Instructions for the task:
Format the lines of the data below as a JSON list of strings, one string per line and with blank lines omitted, covering only the lines from the line that contains "Could you kindly annotate the white arrow" through the line that contains "Target: white arrow", both included.

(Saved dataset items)
┄┄┄┄┄┄

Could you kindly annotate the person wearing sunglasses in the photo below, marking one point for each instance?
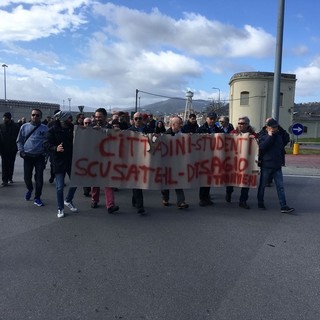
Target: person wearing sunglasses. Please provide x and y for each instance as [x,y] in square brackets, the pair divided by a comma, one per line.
[225,124]
[208,127]
[272,142]
[59,142]
[175,129]
[100,123]
[30,145]
[137,194]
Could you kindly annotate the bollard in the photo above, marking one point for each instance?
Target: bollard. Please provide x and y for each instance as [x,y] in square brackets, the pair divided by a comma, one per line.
[295,148]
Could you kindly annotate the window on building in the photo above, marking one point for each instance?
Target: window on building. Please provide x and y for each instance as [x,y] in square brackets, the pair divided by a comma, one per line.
[244,98]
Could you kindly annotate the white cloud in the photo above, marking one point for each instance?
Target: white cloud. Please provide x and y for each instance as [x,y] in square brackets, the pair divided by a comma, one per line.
[40,19]
[308,79]
[195,34]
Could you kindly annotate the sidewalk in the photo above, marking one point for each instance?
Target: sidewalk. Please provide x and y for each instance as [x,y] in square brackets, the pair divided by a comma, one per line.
[308,165]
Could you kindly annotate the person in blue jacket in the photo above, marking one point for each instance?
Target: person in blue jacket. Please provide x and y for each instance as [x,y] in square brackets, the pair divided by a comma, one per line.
[271,157]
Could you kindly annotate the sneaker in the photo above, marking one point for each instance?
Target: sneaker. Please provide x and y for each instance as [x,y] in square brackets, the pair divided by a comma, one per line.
[262,206]
[60,213]
[113,209]
[70,206]
[141,211]
[183,205]
[165,203]
[94,205]
[286,209]
[38,202]
[228,197]
[28,195]
[244,205]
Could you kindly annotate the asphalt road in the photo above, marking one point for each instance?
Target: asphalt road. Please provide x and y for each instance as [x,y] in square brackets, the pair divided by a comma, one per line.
[219,262]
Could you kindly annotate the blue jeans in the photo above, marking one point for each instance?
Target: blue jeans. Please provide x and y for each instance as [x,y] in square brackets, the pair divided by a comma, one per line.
[276,174]
[60,187]
[38,164]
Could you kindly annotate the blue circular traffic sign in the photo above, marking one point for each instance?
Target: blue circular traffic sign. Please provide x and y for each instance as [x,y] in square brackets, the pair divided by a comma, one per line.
[297,129]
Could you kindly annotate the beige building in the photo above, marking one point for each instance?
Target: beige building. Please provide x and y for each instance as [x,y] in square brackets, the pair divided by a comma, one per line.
[251,95]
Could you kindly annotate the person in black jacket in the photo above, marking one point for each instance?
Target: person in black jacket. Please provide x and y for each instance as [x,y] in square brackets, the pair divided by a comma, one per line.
[271,154]
[9,131]
[137,195]
[191,126]
[175,128]
[208,127]
[59,141]
[285,138]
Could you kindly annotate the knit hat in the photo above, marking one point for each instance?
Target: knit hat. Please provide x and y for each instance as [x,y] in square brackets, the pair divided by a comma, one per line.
[7,115]
[272,123]
[63,115]
[212,115]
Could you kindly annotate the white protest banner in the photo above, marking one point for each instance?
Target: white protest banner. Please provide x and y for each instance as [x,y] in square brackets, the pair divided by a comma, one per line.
[127,159]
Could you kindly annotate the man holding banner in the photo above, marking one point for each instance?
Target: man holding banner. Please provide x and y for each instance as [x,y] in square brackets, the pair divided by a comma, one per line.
[175,129]
[208,127]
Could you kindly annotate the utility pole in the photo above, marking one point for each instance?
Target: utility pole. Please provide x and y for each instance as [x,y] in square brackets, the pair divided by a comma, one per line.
[4,66]
[278,62]
[69,99]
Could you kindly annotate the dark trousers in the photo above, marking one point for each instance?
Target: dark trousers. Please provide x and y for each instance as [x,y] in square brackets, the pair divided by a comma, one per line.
[38,164]
[204,193]
[244,194]
[7,164]
[179,193]
[137,198]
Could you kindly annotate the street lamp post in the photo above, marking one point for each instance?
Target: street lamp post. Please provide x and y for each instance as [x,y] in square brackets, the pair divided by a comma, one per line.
[218,96]
[4,66]
[69,99]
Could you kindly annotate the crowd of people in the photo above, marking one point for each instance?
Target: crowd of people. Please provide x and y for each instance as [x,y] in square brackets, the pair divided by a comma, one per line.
[51,140]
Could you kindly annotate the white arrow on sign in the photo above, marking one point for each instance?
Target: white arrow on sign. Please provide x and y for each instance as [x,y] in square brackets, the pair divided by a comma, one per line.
[297,129]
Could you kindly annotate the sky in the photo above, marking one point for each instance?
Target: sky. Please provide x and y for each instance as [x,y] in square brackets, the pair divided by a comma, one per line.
[98,53]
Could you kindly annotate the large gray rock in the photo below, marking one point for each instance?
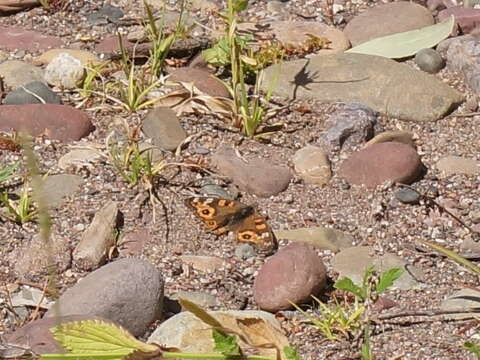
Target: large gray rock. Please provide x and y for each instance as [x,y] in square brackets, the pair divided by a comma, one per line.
[127,291]
[380,83]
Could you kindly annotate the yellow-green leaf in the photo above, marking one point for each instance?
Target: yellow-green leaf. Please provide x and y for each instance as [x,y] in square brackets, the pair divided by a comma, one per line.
[94,336]
[406,43]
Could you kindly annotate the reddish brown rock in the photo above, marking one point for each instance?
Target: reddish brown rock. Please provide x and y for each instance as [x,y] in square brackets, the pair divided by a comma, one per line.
[203,80]
[13,38]
[378,163]
[60,122]
[293,274]
[467,18]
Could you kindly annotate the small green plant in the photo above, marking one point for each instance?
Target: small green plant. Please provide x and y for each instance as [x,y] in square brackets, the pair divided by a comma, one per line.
[368,292]
[132,93]
[473,348]
[8,171]
[336,321]
[345,321]
[22,210]
[132,163]
[233,50]
[94,339]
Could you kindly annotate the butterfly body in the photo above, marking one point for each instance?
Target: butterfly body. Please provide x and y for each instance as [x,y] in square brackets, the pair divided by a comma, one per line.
[221,215]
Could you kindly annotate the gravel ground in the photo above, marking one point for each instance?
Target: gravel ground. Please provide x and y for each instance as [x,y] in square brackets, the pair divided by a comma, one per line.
[396,228]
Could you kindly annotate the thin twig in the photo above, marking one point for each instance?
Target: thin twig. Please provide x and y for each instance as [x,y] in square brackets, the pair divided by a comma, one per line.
[432,201]
[427,313]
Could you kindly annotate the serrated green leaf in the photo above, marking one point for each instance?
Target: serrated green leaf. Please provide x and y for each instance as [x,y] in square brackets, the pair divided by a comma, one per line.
[94,336]
[407,43]
[7,171]
[291,353]
[387,279]
[225,344]
[346,284]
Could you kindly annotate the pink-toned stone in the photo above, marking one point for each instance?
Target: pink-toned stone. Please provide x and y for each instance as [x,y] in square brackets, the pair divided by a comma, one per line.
[467,18]
[37,337]
[203,80]
[291,275]
[60,122]
[13,38]
[378,163]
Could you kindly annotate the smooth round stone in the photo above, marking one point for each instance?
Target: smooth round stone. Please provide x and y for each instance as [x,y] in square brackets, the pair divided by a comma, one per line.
[429,61]
[407,196]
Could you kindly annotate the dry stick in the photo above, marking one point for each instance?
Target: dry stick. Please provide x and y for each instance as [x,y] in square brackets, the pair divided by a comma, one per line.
[428,313]
[465,114]
[432,201]
[15,5]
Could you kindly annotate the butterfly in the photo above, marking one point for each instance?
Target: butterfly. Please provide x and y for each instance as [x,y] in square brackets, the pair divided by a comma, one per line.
[221,215]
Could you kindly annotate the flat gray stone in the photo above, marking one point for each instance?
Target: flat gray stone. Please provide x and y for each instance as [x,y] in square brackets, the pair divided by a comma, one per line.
[189,334]
[163,127]
[34,260]
[35,92]
[127,291]
[382,84]
[17,73]
[79,157]
[57,187]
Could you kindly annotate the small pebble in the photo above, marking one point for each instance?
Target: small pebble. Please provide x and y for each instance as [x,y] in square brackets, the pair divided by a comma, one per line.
[429,61]
[244,251]
[407,196]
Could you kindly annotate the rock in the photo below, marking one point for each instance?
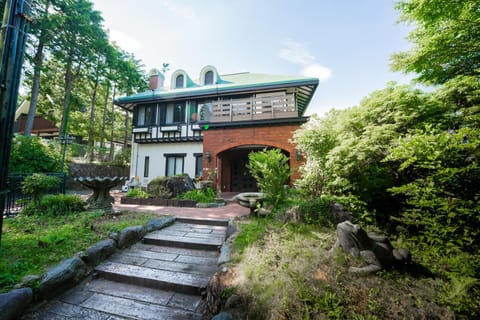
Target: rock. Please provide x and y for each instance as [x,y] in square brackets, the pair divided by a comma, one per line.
[223,316]
[375,249]
[99,252]
[14,302]
[231,229]
[339,214]
[130,235]
[224,254]
[233,301]
[157,224]
[28,281]
[65,275]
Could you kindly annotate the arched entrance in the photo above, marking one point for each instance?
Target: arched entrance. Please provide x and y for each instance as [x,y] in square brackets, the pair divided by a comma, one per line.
[235,176]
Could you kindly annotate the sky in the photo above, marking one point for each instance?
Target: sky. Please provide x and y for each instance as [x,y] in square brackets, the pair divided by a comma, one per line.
[346,44]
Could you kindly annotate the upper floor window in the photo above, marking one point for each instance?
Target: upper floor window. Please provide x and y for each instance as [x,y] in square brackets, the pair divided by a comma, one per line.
[209,77]
[175,113]
[146,115]
[179,80]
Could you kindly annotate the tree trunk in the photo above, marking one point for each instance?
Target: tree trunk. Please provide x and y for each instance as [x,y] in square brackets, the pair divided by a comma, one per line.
[38,62]
[104,119]
[38,65]
[92,118]
[112,146]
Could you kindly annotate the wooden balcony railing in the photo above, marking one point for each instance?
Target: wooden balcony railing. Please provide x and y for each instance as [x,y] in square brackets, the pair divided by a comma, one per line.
[266,107]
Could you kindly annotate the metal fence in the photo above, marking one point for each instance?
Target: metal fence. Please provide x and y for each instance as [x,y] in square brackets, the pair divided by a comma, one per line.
[16,200]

┄┄┄┄┄┄

Written solution:
[
  "Could you kindly annotate the white arrow on sign in the photo above, marking one point for each instance?",
  "Target: white arrow on sign. Please provide x and y for each instance as [x,y] in square brackets, the pair divided by a comma, one per line."
]